**Exercise text:**
---

September 9, 2019
Thomas Mueller to present Anatomy and Physiology Seminar
Thomas Mueller, assistant professor of research in the Division of Biology, is the featured speaker for the Sept. 10 Anatomy and Physiology Seminar. He will present "Amygdala Circuits of Emotion and Cognition in Zebrafish – A Neural Systems Approach" at 4 p.m. in 407 Trotter Hall.
Mueller specializes on the functional organization, evolution, and development of the zebrafish brain. In his graduate studies from 1999 to 2003, he showed how gene expression patterns in larval zebrafish relate to developmental processes and explain otherwise hidden evolutionary relationships to mammals. Later, he published these findings in the "Atlas of the Early Developing Zebrafish Brain" with Mario Wullimann, Elsevier, 2005, 2nd edition 2016, which became the standard anatomical resource in the field.
Between 2003 and 2010, Mueller studied how developmental processes shape the functional organization of the mature brain in zebrafish. In his postdoctoral studies, both at the Centre de la Recherche Scientifique in Gif-sur-Yvette, France and at the University of California, San Francisco where he and his co-workers discovered novel developmental constraints of the zebrafish forebrain. From 2010 to 2013, he focused on the chemoarchitectonic organization of the mature zebrafish emotional brain at the University of Freiburg in Germany.

---

**Assignment:**
Transcribe the part of the seminar announcement that starts with "September 9, 2019" and goes on through "407 Trotter Hall.".

[Extracted records]
---

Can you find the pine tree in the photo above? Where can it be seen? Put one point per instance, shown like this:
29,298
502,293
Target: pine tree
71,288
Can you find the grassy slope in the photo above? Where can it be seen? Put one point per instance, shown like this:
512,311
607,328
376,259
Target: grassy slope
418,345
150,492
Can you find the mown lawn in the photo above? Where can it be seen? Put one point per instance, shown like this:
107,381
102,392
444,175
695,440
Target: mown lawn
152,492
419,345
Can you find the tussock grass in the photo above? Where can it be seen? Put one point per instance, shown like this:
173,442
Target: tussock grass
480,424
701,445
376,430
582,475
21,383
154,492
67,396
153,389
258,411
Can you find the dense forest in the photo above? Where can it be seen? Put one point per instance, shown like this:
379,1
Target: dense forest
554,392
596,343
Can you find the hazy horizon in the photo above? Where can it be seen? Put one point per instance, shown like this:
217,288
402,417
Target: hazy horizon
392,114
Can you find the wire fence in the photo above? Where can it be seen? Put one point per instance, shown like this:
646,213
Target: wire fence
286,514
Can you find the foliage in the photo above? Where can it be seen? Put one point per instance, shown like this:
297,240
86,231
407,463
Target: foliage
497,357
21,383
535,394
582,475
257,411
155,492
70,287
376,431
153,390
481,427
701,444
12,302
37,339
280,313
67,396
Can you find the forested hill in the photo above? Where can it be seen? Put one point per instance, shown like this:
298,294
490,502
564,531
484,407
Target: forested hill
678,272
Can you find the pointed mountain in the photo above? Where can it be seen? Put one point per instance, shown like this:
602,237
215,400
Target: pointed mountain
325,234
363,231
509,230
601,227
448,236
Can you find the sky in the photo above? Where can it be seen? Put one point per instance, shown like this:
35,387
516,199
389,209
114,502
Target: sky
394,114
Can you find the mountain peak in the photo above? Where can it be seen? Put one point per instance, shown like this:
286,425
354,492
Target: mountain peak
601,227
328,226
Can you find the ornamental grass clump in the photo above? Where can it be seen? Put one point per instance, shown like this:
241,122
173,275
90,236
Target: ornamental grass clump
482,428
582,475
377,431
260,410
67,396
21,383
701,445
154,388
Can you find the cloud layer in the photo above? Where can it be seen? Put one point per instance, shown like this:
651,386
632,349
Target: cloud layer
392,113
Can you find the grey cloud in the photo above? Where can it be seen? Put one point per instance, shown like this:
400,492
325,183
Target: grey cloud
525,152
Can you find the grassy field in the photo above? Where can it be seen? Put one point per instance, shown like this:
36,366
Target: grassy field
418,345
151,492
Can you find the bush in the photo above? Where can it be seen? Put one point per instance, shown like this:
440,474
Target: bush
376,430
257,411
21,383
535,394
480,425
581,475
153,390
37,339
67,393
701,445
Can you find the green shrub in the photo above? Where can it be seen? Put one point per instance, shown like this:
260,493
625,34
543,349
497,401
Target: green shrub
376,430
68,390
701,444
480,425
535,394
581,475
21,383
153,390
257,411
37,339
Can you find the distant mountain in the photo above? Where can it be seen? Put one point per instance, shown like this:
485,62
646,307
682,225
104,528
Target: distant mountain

---

**Answer for the task:**
September 9, 2019
Thomas Mueller to present Anatomy and Physiology Seminar
Thomas Mueller, assistant professor of research in the Division of Biology, is the featured speaker for the Sept. 10 Anatomy and Physiology Seminar. He will present "Amygdala Circuits of Emotion and Cognition in Zebrafish – A Neural Systems Approach" at 4 p.m. in 407 Trotter Hall.